Dopo la prima ora della gara il 40% di noi aveva un cerotto e un guanto, percentuale che salì all’89% a gara ultimata. Anch’io mi ero ferito, ma approfittai delle miracolose capacità curative dell’amido per sfoderare una rigenerazione dei tessuti che manco il vecchio Wolverine. I piccoli taglietti che mi ero procurato a contatto con le patate si rimarginavano quasi subito, ed era un sollievo non dover indossare quei guanti. Quindi gente, se vi tagliate o scottate metteteci su una patata, funziona, giuro!
La sfida era appassionata, le bucce delle patate affollavano ormai le postazioni. Avevo le scarpe stracolme di scarti e poi c’erano loro, i tre giudici.
Avanzavano tra i banchi da lavoro come il sergente Hartman di Apocalipse Now tra le fila dei marines, osservando, scrutando, cercando la loro personalissima “palla di lardo” da deridere e cacciar via dal programma. Detta così può sembrare terrificante ma vi assicuro che lo era.

→ Compiti assegnati:
1. Ripeti alla lettera il brano sulla gara, partendo da "Dopo la prima" e arrivando fino a "patata, funziona, giuro!".
2. Nel brano sulla gara, quale percentuale di concorrenti aveva un cerotto e un guanto a gara ultimata?
3. Riprendi il brano sulla gara e proseguilo dopo l’ultima frase.
Le righe riportate più avanti qui non hanno alcun ruolo.

Voci dei contorni delle aree etichettate
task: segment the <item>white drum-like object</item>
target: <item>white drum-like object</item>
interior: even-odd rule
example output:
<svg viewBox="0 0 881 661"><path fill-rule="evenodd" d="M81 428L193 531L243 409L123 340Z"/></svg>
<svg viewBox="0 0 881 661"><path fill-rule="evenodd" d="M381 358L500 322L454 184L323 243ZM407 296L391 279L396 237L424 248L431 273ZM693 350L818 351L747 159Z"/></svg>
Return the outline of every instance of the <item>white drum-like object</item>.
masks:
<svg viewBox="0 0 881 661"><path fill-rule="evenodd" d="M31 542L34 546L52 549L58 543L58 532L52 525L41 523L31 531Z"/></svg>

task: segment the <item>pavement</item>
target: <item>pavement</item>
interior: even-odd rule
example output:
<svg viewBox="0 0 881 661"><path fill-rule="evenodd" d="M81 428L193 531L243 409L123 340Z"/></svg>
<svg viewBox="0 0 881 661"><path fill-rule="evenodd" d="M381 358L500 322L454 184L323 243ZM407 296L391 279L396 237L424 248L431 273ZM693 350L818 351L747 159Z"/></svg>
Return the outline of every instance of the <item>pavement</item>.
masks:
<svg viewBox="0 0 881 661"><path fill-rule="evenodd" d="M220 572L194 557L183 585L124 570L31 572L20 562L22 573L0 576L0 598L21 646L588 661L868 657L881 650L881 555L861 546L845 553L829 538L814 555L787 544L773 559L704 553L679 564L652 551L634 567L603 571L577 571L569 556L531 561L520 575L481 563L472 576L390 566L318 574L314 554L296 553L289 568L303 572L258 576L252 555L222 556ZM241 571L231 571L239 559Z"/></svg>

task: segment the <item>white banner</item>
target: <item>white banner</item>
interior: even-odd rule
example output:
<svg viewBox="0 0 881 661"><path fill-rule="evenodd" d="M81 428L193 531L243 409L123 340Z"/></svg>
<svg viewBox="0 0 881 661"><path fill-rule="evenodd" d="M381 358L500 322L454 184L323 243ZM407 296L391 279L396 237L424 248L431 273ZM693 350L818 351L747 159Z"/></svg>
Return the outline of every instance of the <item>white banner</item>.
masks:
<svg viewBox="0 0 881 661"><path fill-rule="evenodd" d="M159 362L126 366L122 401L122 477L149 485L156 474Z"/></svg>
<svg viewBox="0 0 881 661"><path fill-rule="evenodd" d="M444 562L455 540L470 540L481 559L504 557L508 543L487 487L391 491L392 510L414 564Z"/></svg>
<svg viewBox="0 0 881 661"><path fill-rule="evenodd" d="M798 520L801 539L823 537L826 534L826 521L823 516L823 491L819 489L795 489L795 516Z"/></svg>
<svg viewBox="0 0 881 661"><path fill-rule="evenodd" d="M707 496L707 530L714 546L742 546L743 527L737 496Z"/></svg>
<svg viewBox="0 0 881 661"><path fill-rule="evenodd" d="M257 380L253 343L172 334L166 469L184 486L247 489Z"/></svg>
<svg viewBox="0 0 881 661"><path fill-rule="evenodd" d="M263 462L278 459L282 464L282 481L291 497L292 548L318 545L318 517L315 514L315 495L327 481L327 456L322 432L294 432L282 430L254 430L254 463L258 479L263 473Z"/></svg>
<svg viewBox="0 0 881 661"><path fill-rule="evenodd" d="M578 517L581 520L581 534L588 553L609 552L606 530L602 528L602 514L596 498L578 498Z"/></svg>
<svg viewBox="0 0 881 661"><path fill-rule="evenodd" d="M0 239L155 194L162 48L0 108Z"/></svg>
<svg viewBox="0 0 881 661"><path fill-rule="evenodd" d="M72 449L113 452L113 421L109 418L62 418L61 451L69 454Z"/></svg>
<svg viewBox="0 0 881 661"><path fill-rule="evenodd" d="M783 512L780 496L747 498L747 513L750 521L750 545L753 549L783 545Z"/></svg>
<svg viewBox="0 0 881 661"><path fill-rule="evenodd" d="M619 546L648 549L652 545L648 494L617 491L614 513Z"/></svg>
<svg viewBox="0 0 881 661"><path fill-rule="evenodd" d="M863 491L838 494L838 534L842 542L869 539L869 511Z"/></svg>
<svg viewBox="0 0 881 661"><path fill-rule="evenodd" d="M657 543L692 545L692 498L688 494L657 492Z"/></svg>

→ Risposte:
1.
Dopo la prima ora della gara il 40% di noi aveva un cerotto e un guanto, percentuale che salì all’89% a gara ultimata. Anch’io mi ero ferito, ma approfittai delle miracolose capacità curative dell’amido per sfoderare una rigenerazione dei tessuti che manco il vecchio Wolverine. I piccoli taglietti che mi ero procurato a contatto con le patate si rimarginavano quasi subito, ed era un sollievo non dover indossare quei guanti. Quindi gente, se vi tagliate o scottate metteteci su una patata, funziona, giuro!

2. L’89%.

3.
Dopo un paio di ore di lavoro avevo assistito ad un paio di feroci bocciature ( “queste patate ti sembrano tagliate dalla stessa misura? E Allora!? Sei fuori!!!”, faceva uno, e l’altro :”la tua lintezza è diludente… sei liminato, mi spiace!”) ma anche a qualche sofferta vittoria.
Arrivò il mio turno, in due si misero davanti a me e mi scrutarono per un paio di lunghissimi minuti. Rovistarono tra le patate che avevo affettato, alcune a “saponetta”,  altre a “point neuf”, proprio come ci era stato chiesto. Uno ostentava uno sguardo di ghiaccio, carisma, e l’impressionante sensazione che con quegli occhi sarebbe riuscito a guardarti dentro. L’altro sotto sottili ed eleganti occhialini sorrideva, non capivo se il suo sorriso fosse ironico o no, ma non era affatto rassicurante.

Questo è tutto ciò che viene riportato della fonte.